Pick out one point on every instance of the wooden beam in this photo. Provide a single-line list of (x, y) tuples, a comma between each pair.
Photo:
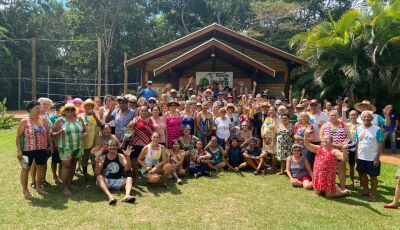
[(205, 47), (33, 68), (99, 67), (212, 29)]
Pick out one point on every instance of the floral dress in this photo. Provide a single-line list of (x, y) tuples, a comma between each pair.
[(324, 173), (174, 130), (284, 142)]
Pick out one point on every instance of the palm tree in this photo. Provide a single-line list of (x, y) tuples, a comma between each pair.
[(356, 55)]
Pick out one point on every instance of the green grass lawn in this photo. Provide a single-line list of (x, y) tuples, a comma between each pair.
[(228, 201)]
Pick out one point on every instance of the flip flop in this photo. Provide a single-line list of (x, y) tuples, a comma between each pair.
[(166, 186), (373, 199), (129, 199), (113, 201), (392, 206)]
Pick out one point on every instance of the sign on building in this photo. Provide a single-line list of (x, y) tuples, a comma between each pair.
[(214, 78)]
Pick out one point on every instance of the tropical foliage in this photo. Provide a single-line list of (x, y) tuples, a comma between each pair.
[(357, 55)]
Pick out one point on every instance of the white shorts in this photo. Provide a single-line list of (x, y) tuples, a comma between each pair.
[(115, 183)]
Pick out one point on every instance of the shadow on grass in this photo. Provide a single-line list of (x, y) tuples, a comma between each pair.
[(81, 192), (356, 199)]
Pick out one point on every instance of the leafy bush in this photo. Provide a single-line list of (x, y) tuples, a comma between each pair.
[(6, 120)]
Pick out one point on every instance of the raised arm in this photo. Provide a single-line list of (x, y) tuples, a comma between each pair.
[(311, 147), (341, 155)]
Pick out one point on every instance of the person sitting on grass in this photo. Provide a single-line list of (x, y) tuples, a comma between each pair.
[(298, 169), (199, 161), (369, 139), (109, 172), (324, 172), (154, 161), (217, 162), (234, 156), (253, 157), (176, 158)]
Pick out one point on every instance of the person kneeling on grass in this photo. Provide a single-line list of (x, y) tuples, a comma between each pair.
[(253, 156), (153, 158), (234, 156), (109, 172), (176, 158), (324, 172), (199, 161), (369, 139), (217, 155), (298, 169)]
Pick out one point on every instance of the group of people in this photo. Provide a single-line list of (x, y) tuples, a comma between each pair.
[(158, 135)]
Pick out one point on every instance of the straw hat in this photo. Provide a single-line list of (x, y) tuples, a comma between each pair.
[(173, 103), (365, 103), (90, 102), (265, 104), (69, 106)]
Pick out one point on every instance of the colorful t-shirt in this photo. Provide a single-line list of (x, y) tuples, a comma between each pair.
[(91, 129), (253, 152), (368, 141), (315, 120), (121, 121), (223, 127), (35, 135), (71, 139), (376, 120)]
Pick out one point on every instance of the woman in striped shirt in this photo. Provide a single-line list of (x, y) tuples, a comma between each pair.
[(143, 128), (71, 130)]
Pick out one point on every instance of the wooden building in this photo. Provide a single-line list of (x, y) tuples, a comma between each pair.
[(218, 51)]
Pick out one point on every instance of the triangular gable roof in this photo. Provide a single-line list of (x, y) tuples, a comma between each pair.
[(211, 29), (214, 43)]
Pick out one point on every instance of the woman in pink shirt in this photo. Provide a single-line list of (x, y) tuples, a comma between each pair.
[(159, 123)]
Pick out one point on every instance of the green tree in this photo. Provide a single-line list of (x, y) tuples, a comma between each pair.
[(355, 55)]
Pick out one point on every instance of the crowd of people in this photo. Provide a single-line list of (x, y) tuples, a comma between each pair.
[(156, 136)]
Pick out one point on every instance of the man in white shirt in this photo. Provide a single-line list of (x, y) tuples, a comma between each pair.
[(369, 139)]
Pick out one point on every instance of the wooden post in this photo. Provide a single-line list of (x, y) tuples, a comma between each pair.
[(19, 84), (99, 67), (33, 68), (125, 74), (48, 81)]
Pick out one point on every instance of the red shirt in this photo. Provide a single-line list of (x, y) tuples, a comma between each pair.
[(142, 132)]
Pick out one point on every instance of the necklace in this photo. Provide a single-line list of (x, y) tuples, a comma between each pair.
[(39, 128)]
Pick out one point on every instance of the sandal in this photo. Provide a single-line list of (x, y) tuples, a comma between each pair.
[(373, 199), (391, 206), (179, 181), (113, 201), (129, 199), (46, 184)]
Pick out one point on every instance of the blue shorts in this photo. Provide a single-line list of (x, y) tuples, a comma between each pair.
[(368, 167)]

════════════════════

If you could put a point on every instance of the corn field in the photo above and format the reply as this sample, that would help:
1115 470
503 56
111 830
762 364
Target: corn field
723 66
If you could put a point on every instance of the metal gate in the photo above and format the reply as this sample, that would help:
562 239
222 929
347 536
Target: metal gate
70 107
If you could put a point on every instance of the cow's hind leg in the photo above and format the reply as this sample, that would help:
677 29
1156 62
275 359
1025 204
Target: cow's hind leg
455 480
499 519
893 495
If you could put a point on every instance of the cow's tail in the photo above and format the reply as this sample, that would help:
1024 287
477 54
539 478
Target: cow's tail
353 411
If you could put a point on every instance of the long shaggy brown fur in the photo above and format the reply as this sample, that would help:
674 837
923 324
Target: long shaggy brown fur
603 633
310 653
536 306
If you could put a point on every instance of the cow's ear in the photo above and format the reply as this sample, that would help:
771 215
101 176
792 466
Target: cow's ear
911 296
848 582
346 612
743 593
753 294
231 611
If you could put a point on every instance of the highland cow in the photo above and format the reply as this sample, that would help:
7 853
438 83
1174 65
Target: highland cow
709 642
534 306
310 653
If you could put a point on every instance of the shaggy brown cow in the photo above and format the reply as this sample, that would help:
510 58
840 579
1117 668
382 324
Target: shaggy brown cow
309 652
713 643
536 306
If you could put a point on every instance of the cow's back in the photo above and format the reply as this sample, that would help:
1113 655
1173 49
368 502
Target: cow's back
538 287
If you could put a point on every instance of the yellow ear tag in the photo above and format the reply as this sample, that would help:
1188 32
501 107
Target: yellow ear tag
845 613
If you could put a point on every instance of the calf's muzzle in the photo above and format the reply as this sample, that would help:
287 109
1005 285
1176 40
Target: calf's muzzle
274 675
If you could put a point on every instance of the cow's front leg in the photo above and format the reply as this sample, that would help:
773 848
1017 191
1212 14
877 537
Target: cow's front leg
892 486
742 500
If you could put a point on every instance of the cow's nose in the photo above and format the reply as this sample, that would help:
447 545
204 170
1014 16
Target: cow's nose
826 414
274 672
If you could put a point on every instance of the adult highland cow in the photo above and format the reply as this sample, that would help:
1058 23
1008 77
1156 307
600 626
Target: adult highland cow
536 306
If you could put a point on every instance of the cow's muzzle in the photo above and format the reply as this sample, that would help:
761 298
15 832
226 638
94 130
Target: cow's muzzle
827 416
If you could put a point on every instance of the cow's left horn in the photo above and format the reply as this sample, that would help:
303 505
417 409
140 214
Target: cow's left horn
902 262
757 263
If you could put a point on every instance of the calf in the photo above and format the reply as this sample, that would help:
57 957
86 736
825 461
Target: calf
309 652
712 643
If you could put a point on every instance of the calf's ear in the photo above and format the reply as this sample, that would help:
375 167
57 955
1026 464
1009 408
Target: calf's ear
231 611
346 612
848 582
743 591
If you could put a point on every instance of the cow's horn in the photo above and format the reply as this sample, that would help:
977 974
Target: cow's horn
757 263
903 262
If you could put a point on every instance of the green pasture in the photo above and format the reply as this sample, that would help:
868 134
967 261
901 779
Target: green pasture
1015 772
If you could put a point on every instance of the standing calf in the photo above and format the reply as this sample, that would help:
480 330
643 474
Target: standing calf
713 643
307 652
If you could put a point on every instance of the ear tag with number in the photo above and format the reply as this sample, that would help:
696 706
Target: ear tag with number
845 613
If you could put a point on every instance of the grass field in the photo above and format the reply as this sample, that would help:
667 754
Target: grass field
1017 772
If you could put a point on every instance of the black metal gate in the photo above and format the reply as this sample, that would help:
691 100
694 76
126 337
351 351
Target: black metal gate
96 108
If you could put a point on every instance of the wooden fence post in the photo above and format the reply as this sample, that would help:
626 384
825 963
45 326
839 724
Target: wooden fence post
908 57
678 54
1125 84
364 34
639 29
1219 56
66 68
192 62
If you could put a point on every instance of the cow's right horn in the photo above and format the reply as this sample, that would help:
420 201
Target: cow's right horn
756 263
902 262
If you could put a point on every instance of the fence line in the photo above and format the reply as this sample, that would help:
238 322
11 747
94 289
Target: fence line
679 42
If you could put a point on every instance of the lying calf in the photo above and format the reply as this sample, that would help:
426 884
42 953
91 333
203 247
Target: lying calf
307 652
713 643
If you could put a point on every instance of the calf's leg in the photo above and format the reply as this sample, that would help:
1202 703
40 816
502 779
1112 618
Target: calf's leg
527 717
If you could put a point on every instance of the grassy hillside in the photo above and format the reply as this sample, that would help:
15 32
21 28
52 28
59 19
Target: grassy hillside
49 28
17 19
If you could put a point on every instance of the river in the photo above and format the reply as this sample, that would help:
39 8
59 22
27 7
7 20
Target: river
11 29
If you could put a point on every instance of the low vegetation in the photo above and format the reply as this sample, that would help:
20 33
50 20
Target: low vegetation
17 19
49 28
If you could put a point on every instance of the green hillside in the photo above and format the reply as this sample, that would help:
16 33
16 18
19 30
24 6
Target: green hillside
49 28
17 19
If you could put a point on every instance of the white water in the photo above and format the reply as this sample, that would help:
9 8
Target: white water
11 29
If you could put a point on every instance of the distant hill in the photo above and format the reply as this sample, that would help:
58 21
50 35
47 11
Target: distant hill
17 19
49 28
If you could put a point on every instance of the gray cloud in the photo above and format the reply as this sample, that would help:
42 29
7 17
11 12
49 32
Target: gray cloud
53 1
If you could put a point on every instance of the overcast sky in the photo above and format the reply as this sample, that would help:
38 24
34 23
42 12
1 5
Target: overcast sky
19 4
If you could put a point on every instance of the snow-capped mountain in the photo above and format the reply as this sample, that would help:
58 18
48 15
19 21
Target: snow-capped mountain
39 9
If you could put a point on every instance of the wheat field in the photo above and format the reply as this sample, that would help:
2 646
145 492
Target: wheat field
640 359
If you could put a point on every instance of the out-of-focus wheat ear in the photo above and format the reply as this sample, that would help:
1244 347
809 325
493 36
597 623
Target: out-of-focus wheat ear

════════════════════

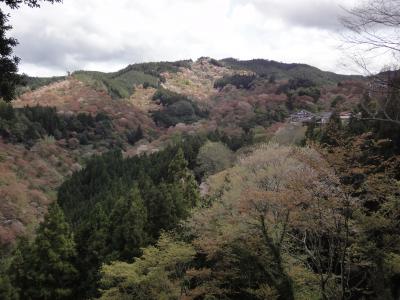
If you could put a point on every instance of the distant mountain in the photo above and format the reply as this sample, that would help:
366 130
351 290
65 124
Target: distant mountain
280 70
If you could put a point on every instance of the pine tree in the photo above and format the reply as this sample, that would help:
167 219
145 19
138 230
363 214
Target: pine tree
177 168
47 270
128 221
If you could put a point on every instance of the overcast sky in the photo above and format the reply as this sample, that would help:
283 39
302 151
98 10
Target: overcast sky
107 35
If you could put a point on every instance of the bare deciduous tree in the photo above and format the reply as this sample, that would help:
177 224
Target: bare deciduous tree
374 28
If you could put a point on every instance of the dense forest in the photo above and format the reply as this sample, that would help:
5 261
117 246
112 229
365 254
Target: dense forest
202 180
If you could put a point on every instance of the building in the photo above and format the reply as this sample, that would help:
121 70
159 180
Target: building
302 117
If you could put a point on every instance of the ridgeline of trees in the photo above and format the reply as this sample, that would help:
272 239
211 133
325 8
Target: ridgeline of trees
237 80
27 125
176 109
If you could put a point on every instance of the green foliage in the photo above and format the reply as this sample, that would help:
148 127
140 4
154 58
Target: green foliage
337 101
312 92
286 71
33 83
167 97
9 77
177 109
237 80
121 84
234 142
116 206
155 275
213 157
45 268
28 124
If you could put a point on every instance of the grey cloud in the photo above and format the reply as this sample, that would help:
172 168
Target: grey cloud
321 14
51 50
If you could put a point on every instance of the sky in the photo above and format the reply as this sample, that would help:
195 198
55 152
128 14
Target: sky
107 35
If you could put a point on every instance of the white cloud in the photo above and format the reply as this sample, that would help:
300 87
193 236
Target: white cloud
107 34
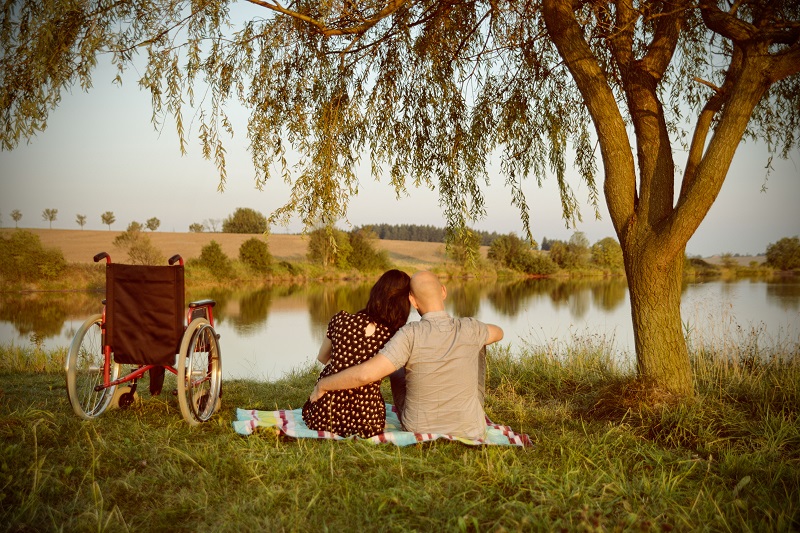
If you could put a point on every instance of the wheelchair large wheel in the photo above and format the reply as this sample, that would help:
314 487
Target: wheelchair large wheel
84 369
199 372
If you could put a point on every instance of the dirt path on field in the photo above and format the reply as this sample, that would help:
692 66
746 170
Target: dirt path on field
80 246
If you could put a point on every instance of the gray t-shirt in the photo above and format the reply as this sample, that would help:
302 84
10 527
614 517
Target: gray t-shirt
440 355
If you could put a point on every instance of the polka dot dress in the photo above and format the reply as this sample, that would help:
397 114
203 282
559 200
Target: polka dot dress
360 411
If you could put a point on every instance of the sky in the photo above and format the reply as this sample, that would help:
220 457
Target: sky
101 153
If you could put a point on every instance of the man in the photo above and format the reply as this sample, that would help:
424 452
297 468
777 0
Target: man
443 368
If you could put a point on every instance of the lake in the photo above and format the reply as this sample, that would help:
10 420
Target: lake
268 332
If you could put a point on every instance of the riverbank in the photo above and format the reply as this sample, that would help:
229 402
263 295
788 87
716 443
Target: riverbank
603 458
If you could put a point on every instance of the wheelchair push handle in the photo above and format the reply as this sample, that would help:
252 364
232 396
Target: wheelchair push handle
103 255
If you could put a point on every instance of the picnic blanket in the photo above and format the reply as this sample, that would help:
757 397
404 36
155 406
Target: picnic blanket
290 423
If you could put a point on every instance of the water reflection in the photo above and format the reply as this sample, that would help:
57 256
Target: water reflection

════════════════════

The task: Rewrite the rows from the line with "Pick out one point on every instance of the sandal" up to and including the line with "[(368, 167)]", changing "blue shorts" to "denim shorts" and leaving everything else the same. Give only those lines.

Exercise output:
Pick out one point on every instance of the sandal in this photo. Provide a single-line list of (x, y) tuples, a comma between each pair.
[(373, 199), (391, 206), (179, 181), (113, 201), (129, 199), (46, 184)]
Pick out one point on every instance of the denim shorts in this photo. Provide a single-line list of (x, y) tuples, a comma between each pair.
[(368, 167)]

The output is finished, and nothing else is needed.